▶ _Короткое задание_: Перепишите участок отрывка о стихах Круглова от слов «Эта несложная форма» до слов «Круглов явно подражает.», заменив «дед Антип» на «дед Архип».

Эта несложная форма стиха (чередование четырехстопного хорея с трехстопным, с рифмующимися второй и четвертой строками) была у Круглова любимой - так написано большинство его стихотворений; но даже в приведенных строках видно, как неуверенно он ею владеет. Сюжеты стихотворений таковы: старый ослепший рыбак дед Антип продолжает ловить рыбу, так сказать, из любви к искусству; дворовые дети играют в снежки, а барчонок, которого не пускает на двор гувернер Карл Иваныч, им завидует ("В морозные дни"); крестьянский мальчик вместо забав любуется красотами природы - обеспокоенному деду объясняют, что его внучка ждет великое будущее ("Дед и внук"). Можно ли сказать, что в подобных стихах нет слащавости? На нынешний взгляд, этим недостатком грешат и стихи Алексея Плещеева, которому Круглов явно подражает.

▶ _Представленные сведения_:
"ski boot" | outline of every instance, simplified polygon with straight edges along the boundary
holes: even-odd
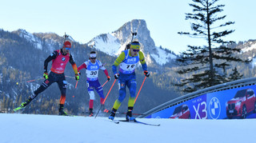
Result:
[[[110,120],[114,120],[116,112],[117,112],[117,109],[112,109],[111,113],[110,113],[110,115],[109,116],[109,119],[110,119]]]
[[[102,105],[102,113],[108,113],[110,110],[108,110],[108,109],[106,109],[106,108],[105,108],[105,105]]]
[[[20,107],[22,108],[22,109],[25,108],[26,105],[30,104],[31,101],[32,101],[32,98],[30,97],[28,99],[26,99],[26,101],[24,101],[23,103],[21,104]]]
[[[134,107],[128,107],[128,111],[126,113],[126,121],[135,121],[135,117],[133,117],[132,112],[133,112]]]
[[[27,105],[33,99],[30,97],[26,101],[22,102],[21,105],[13,109],[13,111],[16,112],[19,109],[24,109],[26,105]]]
[[[94,113],[93,113],[93,109],[89,109],[89,116],[90,117],[93,117],[94,116]]]
[[[65,112],[63,110],[64,109],[64,105],[59,105],[59,109],[58,109],[58,115],[61,115],[61,116],[69,116],[66,112]]]

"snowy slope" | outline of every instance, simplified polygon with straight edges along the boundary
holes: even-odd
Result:
[[[254,142],[256,119],[138,119],[150,126],[106,117],[0,113],[0,142]]]

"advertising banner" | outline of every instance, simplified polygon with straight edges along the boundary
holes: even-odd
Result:
[[[210,93],[154,113],[147,118],[256,118],[256,85]]]

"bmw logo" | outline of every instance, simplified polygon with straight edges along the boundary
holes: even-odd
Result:
[[[211,98],[208,107],[210,117],[218,119],[221,113],[221,103],[217,97]]]

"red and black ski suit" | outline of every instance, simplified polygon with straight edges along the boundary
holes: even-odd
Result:
[[[44,72],[47,73],[48,62],[52,61],[52,66],[50,69],[50,73],[49,74],[48,79],[46,79],[40,87],[34,92],[31,95],[31,98],[34,98],[40,93],[46,89],[52,83],[57,82],[59,89],[61,90],[61,98],[60,104],[64,105],[66,101],[66,81],[64,75],[64,70],[66,65],[68,62],[72,65],[73,70],[75,73],[78,73],[77,66],[73,60],[72,55],[70,54],[66,54],[64,55],[62,50],[55,50],[52,53],[44,62]]]

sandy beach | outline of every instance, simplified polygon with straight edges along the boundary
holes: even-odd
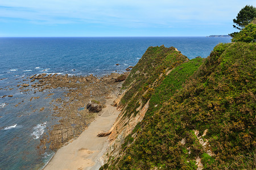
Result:
[[[116,97],[114,94],[109,96],[108,98],[111,99],[106,99],[100,116],[76,139],[57,150],[43,169],[98,169],[101,166],[99,159],[106,148],[108,137],[97,135],[109,131],[120,113],[110,105]]]

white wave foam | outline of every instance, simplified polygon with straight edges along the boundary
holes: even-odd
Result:
[[[13,126],[7,126],[7,127],[3,129],[3,130],[9,130],[9,129],[11,129],[15,128],[18,128],[17,124],[15,124],[14,125],[13,125]]]
[[[33,137],[34,139],[38,139],[42,135],[42,134],[44,131],[44,129],[46,128],[46,123],[47,122],[45,122],[44,123],[38,124],[36,126],[34,127],[34,131],[31,133],[31,135]]]
[[[3,108],[6,104],[5,103],[0,104],[0,108]]]

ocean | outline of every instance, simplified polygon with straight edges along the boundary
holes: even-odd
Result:
[[[64,91],[21,92],[17,84],[36,74],[99,76],[125,72],[150,46],[174,46],[189,59],[207,57],[229,37],[0,37],[0,169],[40,169],[53,155],[36,146],[52,119],[51,101]],[[117,66],[115,64],[118,63]],[[12,95],[12,97],[8,97]],[[4,97],[3,96],[6,96]],[[40,108],[45,109],[40,111]]]

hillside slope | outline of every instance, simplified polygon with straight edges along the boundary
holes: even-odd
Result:
[[[101,168],[255,168],[255,44],[220,44],[203,60],[170,49],[150,48],[123,83]]]

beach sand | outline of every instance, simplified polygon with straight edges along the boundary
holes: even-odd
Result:
[[[106,107],[100,113],[101,116],[76,139],[57,150],[43,169],[98,169],[101,167],[99,160],[108,146],[108,137],[97,137],[97,135],[109,131],[120,113],[110,105],[117,96],[112,94],[110,97],[113,98],[106,99]]]

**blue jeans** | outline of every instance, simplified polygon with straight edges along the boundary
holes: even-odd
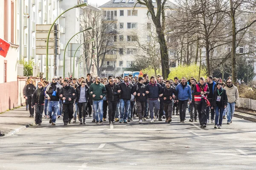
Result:
[[[60,100],[60,109],[58,111],[58,116],[61,116],[61,113],[62,112],[62,100]]]
[[[234,115],[235,112],[235,106],[236,103],[227,102],[227,122],[230,123],[232,119],[232,117]]]
[[[56,117],[58,111],[60,109],[60,103],[59,101],[48,101],[48,104],[47,107],[48,110],[48,114],[52,119],[53,123],[56,122]],[[52,113],[52,111],[53,113]]]
[[[115,118],[119,118],[120,116],[120,100],[118,100],[117,102],[117,104],[116,105],[116,116]]]
[[[74,119],[75,119],[75,118],[76,118],[76,115],[77,115],[78,113],[78,104],[77,103],[77,102],[75,102],[75,103],[74,103],[74,108],[73,108],[73,110],[74,110],[74,113],[73,114],[73,116],[74,116]],[[80,117],[80,119],[82,119],[81,117]]]
[[[143,117],[147,117],[148,114],[148,99],[146,100],[146,102],[145,102],[145,109],[144,110],[144,114],[143,115]]]
[[[99,121],[99,120],[102,121],[103,117],[103,99],[99,101],[93,100],[93,102],[96,121]]]
[[[120,112],[120,118],[124,119],[127,119],[128,116],[128,110],[130,106],[130,100],[126,100],[121,99],[120,99],[120,108],[121,111]]]
[[[216,106],[215,108],[215,125],[222,125],[224,107]]]
[[[44,115],[47,116],[47,106],[48,106],[48,100],[45,99],[44,100]]]

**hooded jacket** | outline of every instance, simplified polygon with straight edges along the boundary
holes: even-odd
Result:
[[[34,91],[32,103],[32,106],[34,106],[35,103],[38,105],[44,104],[44,88],[38,88]]]
[[[135,99],[137,101],[140,102],[145,102],[147,99],[147,94],[146,93],[146,86],[144,83],[141,84],[138,82],[136,84],[136,96]],[[138,94],[140,94],[140,96],[138,96]],[[145,96],[143,96],[142,94],[144,94]]]
[[[81,86],[82,85],[79,85],[76,88],[76,102],[78,102],[79,101],[79,98],[80,96],[80,92],[81,91]],[[88,85],[85,85],[85,99],[87,100],[88,102],[88,97],[89,97],[89,87]]]
[[[121,91],[120,99],[125,100],[131,100],[131,94],[133,94],[136,91],[136,89],[134,86],[131,83],[129,83],[128,86],[126,86],[125,82],[119,83],[119,85]]]
[[[188,85],[187,82],[185,82],[184,86],[180,83],[176,87],[175,91],[178,94],[177,100],[192,100],[191,94],[191,87]]]
[[[75,95],[73,95],[74,94]],[[74,100],[76,97],[76,91],[75,88],[70,85],[68,85],[66,87],[64,86],[63,88],[61,88],[60,90],[59,95],[62,95],[62,97],[61,97],[61,99],[63,100],[63,97],[65,97],[65,103],[63,102],[63,105],[67,105],[69,104],[74,103]],[[71,100],[68,101],[68,98],[71,99]]]
[[[162,89],[162,94],[163,94],[163,102],[164,103],[171,103],[173,99],[172,99],[172,100],[170,99],[170,97],[172,97],[172,95],[174,95],[174,93],[175,92],[175,89],[173,86],[170,86],[170,88],[168,88],[166,85],[165,87]],[[164,97],[166,98],[166,100],[164,100],[163,98]]]
[[[121,94],[117,92],[121,90],[120,87],[116,83],[114,83],[113,86],[108,83],[105,86],[107,91],[107,100],[111,102],[117,102],[119,99],[119,95]]]

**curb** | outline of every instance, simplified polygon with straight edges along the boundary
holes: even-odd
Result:
[[[18,133],[19,133],[20,132],[23,130],[28,128],[29,126],[33,126],[33,122],[32,122],[29,124],[26,125],[24,126],[21,126],[20,128],[12,130],[11,130],[11,131],[10,131],[8,133],[6,134],[4,136],[3,136],[3,137],[4,138],[4,137],[9,136],[12,136],[13,135],[16,135],[16,134]]]
[[[253,117],[251,117],[250,116],[247,116],[244,115],[241,115],[241,114],[237,114],[234,113],[234,116],[238,117],[239,118],[243,119],[245,120],[249,120],[250,121],[256,122],[256,118],[254,118]]]

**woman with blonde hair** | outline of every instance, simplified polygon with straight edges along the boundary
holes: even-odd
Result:
[[[26,86],[26,97],[25,98],[28,101],[29,104],[29,110],[30,116],[29,117],[34,117],[34,108],[31,107],[31,103],[32,102],[32,97],[34,92],[36,89],[35,81],[32,78],[30,78],[27,82],[27,85]]]

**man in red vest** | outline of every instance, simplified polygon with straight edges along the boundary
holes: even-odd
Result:
[[[206,128],[207,124],[206,99],[209,93],[208,85],[204,83],[204,78],[200,77],[199,82],[194,88],[193,94],[195,95],[195,103],[197,105],[201,128]]]

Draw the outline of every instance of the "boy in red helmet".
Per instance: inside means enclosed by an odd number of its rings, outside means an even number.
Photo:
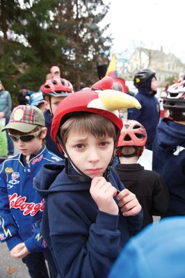
[[[51,138],[51,125],[52,117],[58,105],[65,97],[73,92],[73,87],[71,83],[66,79],[53,78],[45,81],[41,86],[41,91],[43,99],[48,103],[47,109],[44,112],[46,127],[47,128],[46,146],[49,151],[63,158],[64,156]]]
[[[35,179],[35,188],[47,197],[42,231],[61,277],[106,277],[142,224],[136,196],[109,165],[122,126],[115,108],[138,103],[121,92],[96,88],[59,104],[51,133],[65,165],[48,165]]]
[[[115,170],[121,181],[136,195],[142,206],[143,228],[153,222],[152,215],[164,215],[169,202],[169,193],[161,177],[137,163],[146,141],[146,131],[141,124],[123,120],[116,148],[120,163]]]

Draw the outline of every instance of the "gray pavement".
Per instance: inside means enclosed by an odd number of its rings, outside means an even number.
[[[15,154],[17,153],[15,148]],[[154,217],[154,221],[159,220],[159,218]],[[7,268],[13,269],[16,268],[16,271],[13,274],[8,274]],[[29,278],[26,266],[20,259],[15,259],[10,256],[6,243],[0,244],[0,278]],[[39,278],[39,277],[38,277]]]
[[[16,270],[13,274],[7,273],[8,268]],[[15,259],[10,256],[6,243],[0,245],[0,278],[29,278],[28,270],[20,259]],[[38,277],[39,278],[39,277]]]

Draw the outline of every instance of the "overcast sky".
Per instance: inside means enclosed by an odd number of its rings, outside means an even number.
[[[184,8],[184,0],[111,0],[105,21],[114,38],[112,52],[129,56],[136,46],[162,46],[185,63]]]

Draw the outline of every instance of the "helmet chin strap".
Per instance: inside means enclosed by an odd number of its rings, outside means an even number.
[[[107,181],[109,181],[109,176],[110,176],[110,166],[112,164],[113,162],[113,158],[114,156],[114,150],[115,150],[115,144],[116,142],[119,138],[120,136],[120,131],[118,131],[118,134],[116,136],[116,139],[115,140],[114,142],[114,148],[113,148],[113,155],[112,155],[112,158],[111,160],[107,167],[106,171],[105,172],[105,175],[104,176],[104,178],[106,179],[106,180]],[[71,159],[70,156],[69,156],[66,148],[63,146],[63,144],[62,142],[61,139],[60,138],[59,135],[57,135],[56,136],[56,139],[58,140],[58,142],[59,142],[61,148],[64,150],[64,152],[65,152],[65,154],[67,156],[67,158],[65,158],[65,174],[67,174],[67,176],[71,177],[72,179],[74,179],[76,181],[92,181],[92,178],[90,178],[90,177],[88,177],[88,175],[86,175],[86,174],[84,174],[83,172],[81,172],[77,166],[76,166],[76,165],[74,163],[74,162],[72,161],[72,160]],[[69,168],[69,161],[68,161],[68,158],[72,164],[72,165],[73,166],[73,167],[79,173],[79,175],[74,175],[74,174],[71,174],[70,173],[70,168]]]

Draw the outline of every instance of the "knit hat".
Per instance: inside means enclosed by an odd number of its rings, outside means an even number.
[[[41,110],[31,105],[19,105],[13,109],[9,122],[3,130],[13,129],[28,133],[37,126],[45,126],[45,117]]]

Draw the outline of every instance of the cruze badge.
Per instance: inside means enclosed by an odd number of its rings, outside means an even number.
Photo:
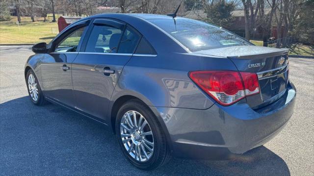
[[[284,62],[285,62],[285,57],[281,57],[280,59],[279,59],[279,60],[278,60],[278,64],[279,65],[283,65]]]
[[[265,64],[266,64],[265,62],[257,63],[255,64],[249,64],[248,67],[249,68],[259,67],[261,66],[263,66],[265,65]]]

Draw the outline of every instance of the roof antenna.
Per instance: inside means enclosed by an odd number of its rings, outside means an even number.
[[[176,10],[176,11],[175,12],[175,13],[167,14],[167,15],[170,16],[170,17],[172,17],[172,18],[173,19],[177,17],[177,13],[178,13],[178,11],[179,10],[179,9],[180,8],[180,6],[181,5],[182,2],[183,2],[183,0],[181,0],[181,2],[180,2],[180,4],[179,5],[179,6],[178,6],[178,8],[177,8],[177,10]]]

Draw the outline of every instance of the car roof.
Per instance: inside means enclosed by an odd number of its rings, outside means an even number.
[[[93,18],[110,18],[114,17],[119,19],[120,18],[123,18],[126,16],[131,16],[137,18],[141,18],[144,20],[150,19],[172,19],[172,17],[165,15],[158,15],[158,14],[145,14],[145,13],[103,13],[97,15],[95,15],[84,18],[83,19],[86,19]],[[178,17],[180,18],[184,18]],[[82,20],[83,20],[82,19]]]

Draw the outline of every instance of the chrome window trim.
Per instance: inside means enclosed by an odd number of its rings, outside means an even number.
[[[134,56],[147,56],[147,57],[156,57],[157,54],[133,54]]]
[[[257,73],[259,80],[266,79],[274,77],[279,75],[286,73],[288,70],[288,64],[284,66],[266,71]]]
[[[49,54],[78,54],[78,52],[51,52]]]
[[[109,53],[109,52],[78,52],[79,54],[101,54],[101,55],[129,55],[131,56],[131,53]]]
[[[105,53],[105,52],[51,52],[49,54],[104,54],[104,55],[129,55],[134,56],[156,57],[157,54],[131,54],[129,53]]]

▶ _Письменный ответ_:
Эта несложная форма стиха (чередование четырехстопного хорея с трехстопным, с рифмующимися второй и четвертой строками) была у Круглова любимой - так написано большинство его стихотворений; но даже в приведенных строках видно, как неуверенно он ею владеет. Сюжеты стихотворений таковы: старый ослепший рыбак дед Архип продолжает ловить рыбу, так сказать, из любви к искусству; дворовые дети играют в снежки, а барчонок, которого не пускает на двор гувернер Карл Иваныч, им завидует ("В морозные дни"); крестьянский мальчик вместо забав любуется красотами природы - обеспокоенному деду объясняют, что его внучка ждет великое будущее ("Дед и внук"). Можно ли сказать, что в подобных стихах нет слащавости? На нынешний взгляд, этим недостатком грешат и стихи Алексея Плещеева, которому Круглов явно подражает.